:: EXERCISE DATA ::

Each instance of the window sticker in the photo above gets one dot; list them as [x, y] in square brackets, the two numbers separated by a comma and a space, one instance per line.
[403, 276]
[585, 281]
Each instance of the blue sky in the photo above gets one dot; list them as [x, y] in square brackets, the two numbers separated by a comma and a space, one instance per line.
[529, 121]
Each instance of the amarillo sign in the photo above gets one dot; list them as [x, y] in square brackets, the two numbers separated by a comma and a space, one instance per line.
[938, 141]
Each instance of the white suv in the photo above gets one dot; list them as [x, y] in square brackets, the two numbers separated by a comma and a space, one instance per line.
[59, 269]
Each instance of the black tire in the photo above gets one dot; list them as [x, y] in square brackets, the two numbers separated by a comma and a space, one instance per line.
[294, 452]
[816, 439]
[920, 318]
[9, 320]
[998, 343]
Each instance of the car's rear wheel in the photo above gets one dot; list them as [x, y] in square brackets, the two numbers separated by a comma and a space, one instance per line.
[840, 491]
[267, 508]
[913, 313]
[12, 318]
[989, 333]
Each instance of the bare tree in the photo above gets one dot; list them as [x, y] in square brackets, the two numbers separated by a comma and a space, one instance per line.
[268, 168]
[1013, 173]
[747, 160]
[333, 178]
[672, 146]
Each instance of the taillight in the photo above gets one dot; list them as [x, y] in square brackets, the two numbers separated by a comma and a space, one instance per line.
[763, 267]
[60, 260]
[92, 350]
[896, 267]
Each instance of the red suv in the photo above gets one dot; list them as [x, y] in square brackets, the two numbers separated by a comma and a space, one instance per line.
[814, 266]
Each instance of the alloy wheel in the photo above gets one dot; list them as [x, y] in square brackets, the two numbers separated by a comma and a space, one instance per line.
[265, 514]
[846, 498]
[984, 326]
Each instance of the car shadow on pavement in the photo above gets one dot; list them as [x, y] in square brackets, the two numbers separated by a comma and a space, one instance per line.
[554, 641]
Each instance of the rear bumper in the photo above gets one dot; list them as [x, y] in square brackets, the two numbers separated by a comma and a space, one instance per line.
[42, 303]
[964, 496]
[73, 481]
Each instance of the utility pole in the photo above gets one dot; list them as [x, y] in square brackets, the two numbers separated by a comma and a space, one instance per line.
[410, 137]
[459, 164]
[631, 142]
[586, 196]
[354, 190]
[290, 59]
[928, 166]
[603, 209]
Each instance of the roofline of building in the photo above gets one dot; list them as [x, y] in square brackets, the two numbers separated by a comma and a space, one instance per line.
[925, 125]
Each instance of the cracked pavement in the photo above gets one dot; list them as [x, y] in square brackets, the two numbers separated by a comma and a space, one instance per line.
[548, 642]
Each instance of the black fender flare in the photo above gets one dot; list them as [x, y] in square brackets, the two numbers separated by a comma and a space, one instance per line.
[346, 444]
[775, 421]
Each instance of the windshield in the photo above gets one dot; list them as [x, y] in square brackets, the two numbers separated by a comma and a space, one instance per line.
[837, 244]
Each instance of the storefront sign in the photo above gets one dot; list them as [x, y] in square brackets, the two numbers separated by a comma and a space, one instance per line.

:::

▶ _SHORT EXERCISE_: Format all the lines above as a numbered list, omitting any blank lines.

▶ _OUTPUT OF THE TASK_:
1. Each instance of the window sticker in the photo above gets one dot; list them as [x, y] in square brackets, the two numbers separated by a comma and a space, one instance per line.
2. [403, 276]
3. [585, 281]
4. Each instance of the blue sky in the photo above gets one dot; list them as [x, y] in square brackets, the two numbers separated by a comma and a space, one instance per line.
5. [529, 121]
6. Each instance of the amarillo sign in the photo above gets one dot; list them as [x, y] in square brackets, the two numbers separated by a comma and a space, one instance per line.
7. [938, 141]
8. Each instance of the white suv in the photo above gets one dot; list them as [x, y] in square brackets, the two numbers separated by a comma and a space, one instance per line.
9. [59, 269]
10. Each instance of the black tire in the photo above gets one dot; list them as [x, y] in square brackets, the two numbers separated by a comma and a space, one instance per line.
11. [294, 452]
12. [816, 439]
13. [920, 318]
14. [9, 320]
15. [998, 343]
16. Each instance of the car's rear wheel in the photo above gets one dot; list them as [x, y] in square brackets, the two numbers separated by a comma and a space, one instance per line.
17. [840, 491]
18. [267, 508]
19. [913, 313]
20. [12, 318]
21. [989, 333]
22. Each instance of the bare tree in the photo above gets one dot; list them as [x, y] in square brackets, the two numbers separated by a comma and a space, one instance per line.
23. [268, 168]
24. [1013, 173]
25. [747, 160]
26. [333, 178]
27. [672, 146]
28. Each instance of the taillight in the photo above gets one dot; list them as [x, y] in square brackets, the two numbers separated by a comma and a space, one instance per line.
29. [763, 267]
30. [60, 260]
31. [92, 350]
32. [896, 267]
33. Each instance of the red suv in the photo above gets one dot; list them as [x, y] in square brackets, the two numbers separated by a comma and a space, one instance per line.
34. [814, 266]
35. Each instance of the alloy wheel in the photo above gets one dot; list them as [x, y] in square brackets, the two numbers separated by a comma and a space, one instance per line.
36. [265, 514]
37. [846, 498]
38. [984, 326]
39. Each instance of the car shadow on pavement in the photo above gets one dot; list them as [x, y] in square brackets, the two numbers separated by a comma and a space, one instance per line.
40. [554, 641]
41. Each instance of the rear bumper in the photo above gets one dot; list them as [x, y] in square brackets, the two numbers separated by a comma and a space, one instance per line.
42. [42, 303]
43. [964, 496]
44. [73, 481]
45. Each instance of the utility pole in the photo above gets one dot; list them as [x, y] in square brackets, the two numbers separated by a comma and a space, one instance per line.
46. [410, 137]
47. [459, 164]
48. [631, 142]
49. [586, 196]
50. [354, 190]
51. [290, 59]
52. [928, 166]
53. [603, 209]
54. Each instance of the roofline of building in the photo above gets one dot; list them as [x, y] in square brackets, the two numbers separated by a comma and a space, one instance per line.
55. [925, 125]
56. Each instance of the cracked pavement in the photo above gets one dot; list them as [x, y] in square brackets, the two numbers separated by a comma and a space, one instance per line.
57. [548, 642]
58. Each instance of the black fender flare in the photo above gets one dot; list them as [x, y] in square brackets, the two numbers separated by a comma and a space, one instance per line.
59. [346, 444]
60. [775, 421]
61. Each instance of the windshield in the photo above gets one dot; list them as [x, y] in square brackets, the two numbers separated by a comma and a space, one instance per line.
62. [837, 244]
63. Each instance of the storefront sign in the photo above gets one dot; list them as [x, y] in square brackets, the two numbers separated by a comma and a space, one instance per line.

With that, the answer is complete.